(Dataset items)
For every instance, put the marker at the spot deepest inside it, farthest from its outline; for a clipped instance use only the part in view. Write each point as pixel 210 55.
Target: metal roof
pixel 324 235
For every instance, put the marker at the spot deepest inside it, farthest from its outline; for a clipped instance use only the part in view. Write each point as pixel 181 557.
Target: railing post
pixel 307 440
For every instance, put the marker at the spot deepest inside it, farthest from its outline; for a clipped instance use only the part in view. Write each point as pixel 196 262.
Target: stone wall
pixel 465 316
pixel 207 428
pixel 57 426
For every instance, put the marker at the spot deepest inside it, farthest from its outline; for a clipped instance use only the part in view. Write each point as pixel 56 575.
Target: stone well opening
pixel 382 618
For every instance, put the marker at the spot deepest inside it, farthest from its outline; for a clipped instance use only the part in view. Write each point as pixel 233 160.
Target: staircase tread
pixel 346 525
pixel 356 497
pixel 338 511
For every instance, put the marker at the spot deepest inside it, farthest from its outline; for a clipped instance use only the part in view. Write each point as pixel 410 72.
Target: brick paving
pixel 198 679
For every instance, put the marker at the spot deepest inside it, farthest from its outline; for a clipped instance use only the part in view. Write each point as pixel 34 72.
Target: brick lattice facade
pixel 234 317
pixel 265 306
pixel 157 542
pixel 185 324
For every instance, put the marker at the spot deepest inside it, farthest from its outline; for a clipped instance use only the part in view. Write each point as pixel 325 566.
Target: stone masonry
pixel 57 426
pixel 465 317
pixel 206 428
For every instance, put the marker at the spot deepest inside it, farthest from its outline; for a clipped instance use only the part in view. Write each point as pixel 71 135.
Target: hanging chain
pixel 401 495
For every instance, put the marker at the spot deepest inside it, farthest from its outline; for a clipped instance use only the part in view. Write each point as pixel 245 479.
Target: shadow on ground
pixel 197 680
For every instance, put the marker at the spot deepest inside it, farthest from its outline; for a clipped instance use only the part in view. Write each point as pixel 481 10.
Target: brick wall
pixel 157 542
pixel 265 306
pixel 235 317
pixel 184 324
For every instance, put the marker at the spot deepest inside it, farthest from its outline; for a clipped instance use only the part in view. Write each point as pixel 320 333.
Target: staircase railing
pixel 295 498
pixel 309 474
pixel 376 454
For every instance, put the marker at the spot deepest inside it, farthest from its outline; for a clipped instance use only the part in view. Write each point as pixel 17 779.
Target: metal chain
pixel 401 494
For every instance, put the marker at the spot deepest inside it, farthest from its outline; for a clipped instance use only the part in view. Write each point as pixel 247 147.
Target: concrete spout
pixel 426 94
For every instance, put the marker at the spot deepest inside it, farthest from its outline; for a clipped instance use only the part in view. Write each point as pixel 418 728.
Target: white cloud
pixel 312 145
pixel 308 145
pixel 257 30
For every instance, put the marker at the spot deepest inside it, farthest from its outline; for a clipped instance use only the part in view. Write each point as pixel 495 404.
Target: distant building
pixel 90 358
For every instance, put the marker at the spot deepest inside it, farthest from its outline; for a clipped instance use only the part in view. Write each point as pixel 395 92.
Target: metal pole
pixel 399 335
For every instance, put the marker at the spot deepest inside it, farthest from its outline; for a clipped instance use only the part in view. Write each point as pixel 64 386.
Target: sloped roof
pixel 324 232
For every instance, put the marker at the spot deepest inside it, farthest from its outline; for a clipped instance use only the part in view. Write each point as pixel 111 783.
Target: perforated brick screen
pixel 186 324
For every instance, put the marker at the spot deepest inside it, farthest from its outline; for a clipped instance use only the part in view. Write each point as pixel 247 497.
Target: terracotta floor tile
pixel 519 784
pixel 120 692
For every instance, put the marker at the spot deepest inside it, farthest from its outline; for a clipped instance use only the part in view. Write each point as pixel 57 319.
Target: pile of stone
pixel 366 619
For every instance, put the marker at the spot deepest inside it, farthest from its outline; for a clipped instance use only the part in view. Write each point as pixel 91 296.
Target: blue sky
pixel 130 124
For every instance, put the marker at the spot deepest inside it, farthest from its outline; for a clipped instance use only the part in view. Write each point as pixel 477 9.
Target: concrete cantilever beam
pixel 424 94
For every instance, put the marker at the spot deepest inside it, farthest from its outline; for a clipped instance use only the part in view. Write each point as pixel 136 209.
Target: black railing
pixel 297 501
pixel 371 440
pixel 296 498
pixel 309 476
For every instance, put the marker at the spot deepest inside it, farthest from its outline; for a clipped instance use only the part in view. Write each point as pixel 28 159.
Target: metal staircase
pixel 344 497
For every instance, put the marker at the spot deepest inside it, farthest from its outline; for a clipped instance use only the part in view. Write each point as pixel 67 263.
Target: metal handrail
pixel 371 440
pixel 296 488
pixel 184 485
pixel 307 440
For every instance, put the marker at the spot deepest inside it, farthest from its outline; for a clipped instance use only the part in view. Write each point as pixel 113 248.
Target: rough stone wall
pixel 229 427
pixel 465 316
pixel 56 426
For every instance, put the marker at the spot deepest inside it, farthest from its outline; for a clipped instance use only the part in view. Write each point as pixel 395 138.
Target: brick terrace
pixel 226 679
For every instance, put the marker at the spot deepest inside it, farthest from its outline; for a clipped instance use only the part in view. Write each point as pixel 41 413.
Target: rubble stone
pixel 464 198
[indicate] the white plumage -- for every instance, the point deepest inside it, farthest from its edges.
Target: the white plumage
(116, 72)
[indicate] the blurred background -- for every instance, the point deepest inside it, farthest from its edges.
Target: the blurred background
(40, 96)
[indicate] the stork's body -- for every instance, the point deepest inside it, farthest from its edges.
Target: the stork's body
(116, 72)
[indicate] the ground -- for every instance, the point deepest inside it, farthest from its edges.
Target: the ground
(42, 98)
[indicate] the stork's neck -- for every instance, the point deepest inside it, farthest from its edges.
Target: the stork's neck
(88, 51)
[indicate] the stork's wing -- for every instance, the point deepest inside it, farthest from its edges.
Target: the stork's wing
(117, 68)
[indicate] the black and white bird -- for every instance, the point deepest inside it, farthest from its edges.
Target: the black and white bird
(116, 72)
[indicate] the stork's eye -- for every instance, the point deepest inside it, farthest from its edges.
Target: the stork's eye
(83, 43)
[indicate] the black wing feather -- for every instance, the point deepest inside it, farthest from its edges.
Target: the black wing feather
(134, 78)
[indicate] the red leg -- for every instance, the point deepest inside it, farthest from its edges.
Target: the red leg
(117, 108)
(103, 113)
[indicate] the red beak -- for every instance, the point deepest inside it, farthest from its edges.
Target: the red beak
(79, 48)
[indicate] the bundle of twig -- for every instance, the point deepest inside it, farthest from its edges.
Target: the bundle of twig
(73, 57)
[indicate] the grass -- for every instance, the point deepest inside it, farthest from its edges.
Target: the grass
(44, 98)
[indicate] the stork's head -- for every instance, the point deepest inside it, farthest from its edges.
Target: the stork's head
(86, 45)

About this task:
Retype the entries exactly; leave nothing out.

Solution to this problem:
For every instance, put the marker at the spot deepest inside it, farthest from its outline; for a clipped instance use only the part in view. Write each point as pixel 210 55.
Target: metal roof
pixel 324 235
For every instance, put the marker at the spot deepest inside it, farthest from its outline; for a clipped instance use only the part in view. Write each point as pixel 181 557.
Target: railing post
pixel 307 440
For every instance, put the marker at the spot deepest inside it, farthest from its outline; for a clipped instance use only the part in view. Write each point as pixel 196 262.
Target: stone wall
pixel 465 316
pixel 207 428
pixel 57 426
For every instance, put the marker at the spot deepest inside it, farthest from its outline; for a clipped instance use only the part in view. Write each point as pixel 56 575.
Target: stone well opening
pixel 382 618
For every instance, put the marker at the spot deepest inside it, farthest from its outline; for a clipped instance use only the part in view. Write each point as pixel 233 160.
Target: staircase tread
pixel 346 525
pixel 356 497
pixel 338 511
For every instance, put the marker at the spot deepest inside it, farthest from its outline; for a clipped instance use only the part in view. Write each point as pixel 410 72.
Target: brick paving
pixel 198 679
For every instance, put the marker at the spot deepest inside it, farthest from its outline; for a clipped instance use only the part in view. Write each point as pixel 34 72.
Target: brick lattice facade
pixel 234 317
pixel 265 306
pixel 157 542
pixel 185 324
For every instance, put the marker at the spot deepest inside it, farthest from its outline; for a clipped instance use only the part in view. Write each point as pixel 325 566.
Target: stone masonry
pixel 57 426
pixel 465 317
pixel 206 428
For every instance, put the marker at the spot deepest inside it, farthest from its outline; for a clipped instance use only the part in view. Write each point as pixel 71 135.
Target: hanging chain
pixel 401 495
For every instance, put the marker at the spot deepest inside it, farthest from its outline; for a clipped instance use only the part in view. Write each point as pixel 245 479.
Target: shadow on ground
pixel 197 680
For every instance, put the marker at the spot deepest inside it, farthest from its outline; for a clipped instance use only the part in view. Write each point as pixel 481 10.
Target: brick wall
pixel 157 542
pixel 265 306
pixel 235 317
pixel 184 324
For every instance, put the marker at the spot deepest inside it, farthest from its outline; for a clipped instance use only the part in view. Write each point as pixel 320 333.
Target: staircase railing
pixel 295 498
pixel 309 474
pixel 376 454
For every instance, put the marker at the spot deepest inside it, farthest from its outline; for a clipped instance use only the part in view. Write each point as pixel 17 779.
Target: metal chain
pixel 401 494
For every instance, put the marker at the spot deepest inside it, farthest from its outline; for a clipped instance use only the part in view. Write each point as pixel 247 147.
Target: concrete spout
pixel 426 94
For every instance, put the marker at the spot deepest inside it, farthest from its outline; for a clipped instance use only the part in view. Write each point as pixel 418 728.
Target: white cloud
pixel 312 145
pixel 308 145
pixel 257 30
For every instance, put the marker at the spot deepest inside it, farthest from its outline; for a clipped instance use only the part in view. Write each point as pixel 495 404.
Target: distant building
pixel 90 358
For every instance, put the marker at the spot deepest inside it, farthest from its outline; for a clipped instance use only the part in view. Write each point as pixel 395 92.
Target: metal pole
pixel 399 335
For every instance, put the marker at the spot deepest inside it, farthest from its outline; for a clipped instance use only the part in view. Write each point as pixel 64 386.
Target: sloped roof
pixel 324 232
For every instance, put the marker at the spot deepest inside it, farthest from its outline; for a clipped instance use only the part in view. Write each point as pixel 111 783.
Target: perforated brick screen
pixel 186 324
For every instance, put the marker at the spot deepest inside it, farthest from its outline; for a clipped instance use only the part in view. Write each point as pixel 247 497.
Target: terracotta floor tile
pixel 519 784
pixel 120 692
For every instance, put the marker at the spot deepest inside it, farthest from its outline; for a clipped instance use only the part in view. Write each point as pixel 57 319.
Target: pile of stone
pixel 366 619
For every instance, put the marker at the spot deepest inside it, farthest from its outline; for a clipped instance use only the part in view. Write each point as pixel 91 296.
Target: blue sky
pixel 130 124
For every instance, put the marker at the spot deepest inside it, farthest from its outline; for a clipped instance use only the part in view. Write each point as pixel 477 9.
Target: concrete cantilever beam
pixel 424 94
For every instance, put the marker at the spot deepest inside it, farthest from its outline; for a clipped instance use only the part in view. Write each point as pixel 136 209.
Target: black railing
pixel 297 501
pixel 371 440
pixel 296 498
pixel 309 476
For every instance, put the marker at the spot deepest inside it, farthest from its outline; for a clipped instance use only the part in view. Write each point as pixel 28 159.
Target: metal staircase
pixel 344 497
For every instance, put the marker at the spot deepest inside it, farthest from its outline; for a clipped instance use only the part in view. Write each point as pixel 67 263.
Target: metal handrail
pixel 371 440
pixel 296 488
pixel 184 485
pixel 307 440
For every instance, put the marker at the spot deepest inside it, farthest from its outline; for a clipped instance use only the part in view. Write each point as pixel 113 248.
Target: rough stone wall
pixel 229 427
pixel 465 316
pixel 56 426
For every instance, put the marker at the spot deepest inside it, farthest from its outline; for a clipped instance use only the part in view. Write each point as pixel 395 138.
Target: brick terrace
pixel 226 679
For every instance, put the marker at the spot deepest inside it, farthest from its outline; for a clipped instance use only the part in view. Write each point as pixel 41 413.
Target: rubble stone
pixel 464 198
[indicate] the white plumage -- for every instance, the point deepest inside it, farthest from its edges.
Target: the white plumage
(116, 72)
[indicate] the blurred background -- for every instance, the point deepest inside it, farthest from its edges.
Target: the blurred background
(40, 96)
[indicate] the stork's body -- for every instance, the point deepest inside it, farthest from its edges.
Target: the stork's body
(116, 72)
[indicate] the ground -- for every instance, the point deepest inside it, farthest from its edges.
Target: the ground
(42, 98)
[indicate] the stork's neck -- for every instance, the point deepest inside it, farthest from its edges.
Target: the stork's neck
(88, 51)
[indicate] the stork's wing -- for every instance, the point deepest inside it, farthest from its edges.
Target: the stork's wing
(117, 68)
[indicate] the black and white bird -- for every instance, the point deepest inside it, farthest from its edges.
Target: the black and white bird
(116, 72)
[indicate] the stork's eye -- for every instance, the point deepest inside it, farthest from its edges.
Target: the stork's eye
(83, 43)
[indicate] the black wing feather -- for every instance, the point deepest inside it, farthest from its edges.
Target: the black wing feather
(134, 78)
[indicate] the red leg -- for every instance, the point deepest inside it, farthest from its edges.
Target: the red leg
(117, 108)
(103, 113)
[indicate] the red beak -- for every instance, the point deepest inside it, farthest from its edges.
Target: the red beak
(79, 48)
[indicate] the bundle of twig -- for every instance, the point deepest inside it, farthest from its edges.
Target: the bundle of twig
(73, 57)
[indicate] the grass -- for every instance, the point deepest inside it, farthest from its edges.
Target: the grass
(44, 98)
[indicate] the stork's head -- for every instance, the point deepest inside it, farthest from its edges.
Target: the stork's head
(86, 45)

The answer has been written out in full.